SUPPLIED TEXT:
-- Start --
In the goods and services tax (GST) era, movement of goods worth more
than Rs50,000 within or outside a state will require securing an e-way
bill by prior online registration of the consignment.
The draft rules say that to generate an e-way bill, the supplier and
transporter will have to upload details on the GSTN (Goods and Services
Tax Network) portal. Once an e-way bill has been generated, a unique
e-way bill number (EBN) shall be made available to the supplier, the
recipient and the transporter on the common portal.
A new bill
has to be generated by the transporter if the goods are transferred from
one vehicle to another. When multiple consignments are to be
transported in one conveyance, the transporter needs to indicate the
serial number of e-way bills generated in respect of each such
consignment.
Further, a physical copy of EBN along with other
documents like invoice or bill of supply or delivery challan etc. has to
be carried by the person in-charge of the conveyance and needs to be
produced for verification. Or else, a Radio Frequency Identification
Device (RFID) can be fixed to the vehicle. This device will map the
e-way bill and verify it through readers installed at key major check
points.
Tax
officials will be empowered to inspect any delivery and cross-verify it
with the e-way bill to prevent tax evasion. On the other hand, if a
vehicle has been detained for more than 30 minutes without a valid
reason, the transporter can inform authorities about it on the portal.
The
objective here is to eliminate state-wise documentation to ensure
smooth movement of goods and reduce the number of check-posts across the
country, thus curbing corruption.
While the intent is good, the process of multi-layered declaration of details seems cumbersome.
"When
suggestions were sought for the proposed e-way bills, there were
overwhelming objections and suggestions from across industries.
-- End --
SET TASKS:
**A.** Reproduce the part of the e-way bill text that opens with the words containing "In the goods" and closes with "of the consignment.".
**B.** According to the e-way bill text, how long must a vehicle be detained without a valid reason before the transporter can inform authorities on the portal?
**C.** Continue the e-way bill text from its last sentence.
The lines that come after this text aren't needed for anything asked here.

INFORMATION SUPPLIED:
-- Start --
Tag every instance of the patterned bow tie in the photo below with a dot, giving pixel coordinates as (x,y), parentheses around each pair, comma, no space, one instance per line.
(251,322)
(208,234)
-- End --
TASK RESPONSES:
**A.**
In the goods and services tax (GST) era, movement of goods worth more
than Rs50,000 within or outside a state will require securing an e-way
bill by prior online registration of the consignment.

**B.** More than 30 minutes.

**C.**
E-commerce retailers will be impacted because there will be many
instances where goods in transit may be cancelled and even in that case,
new e-way bills have to be uploaded," said Bharat Goenka, managing
director of Tally Solutions. He suggested exclusion of
business-to-consumer transactions from the ambit of e-way bills. But
given the urgency of implementation, Goenka is skeptical how much of
stakeholders’ recommendations will be considered by the GST Council when
finalizing rules.
Archit Gupta, founder and chief executive
officer, ClearTax.com feels there is a need to take a re-look at the
validity of e-way bills. (See Chart) The validity has been calculated
based on the distance travelled, but there is not much clarity on the
validity of the e-way bill in cases of delayed delivery. "There could
be instances where the truck breaks down and there is delay; at such
times, what should one do?" he asks.
Apart from that, there is too
much reliance on technology. So, transporters, especially in smaller
towns, who are not tech-savvy may fail to comply with the process or
complain about detention. Also, given the cost involved in installing
RFID devices to the vehicle, not many transporters may opt for it.
Logistics
and transportation are largely in the unorganized sector and not very
tax compliant either; hence, the proposed e-way bills could come as a
compliance burden for them, said tax experts. If implemented without
further simplification, then it could become a game of "survival of the
fittest" for small transporters, they fear.
According to recent a
media report, revenue secretary Hasmukh Adhia has promised transporters
that tax authorities will provide them time to adjust to the new system
and not begin imposing penalties from "Day 1".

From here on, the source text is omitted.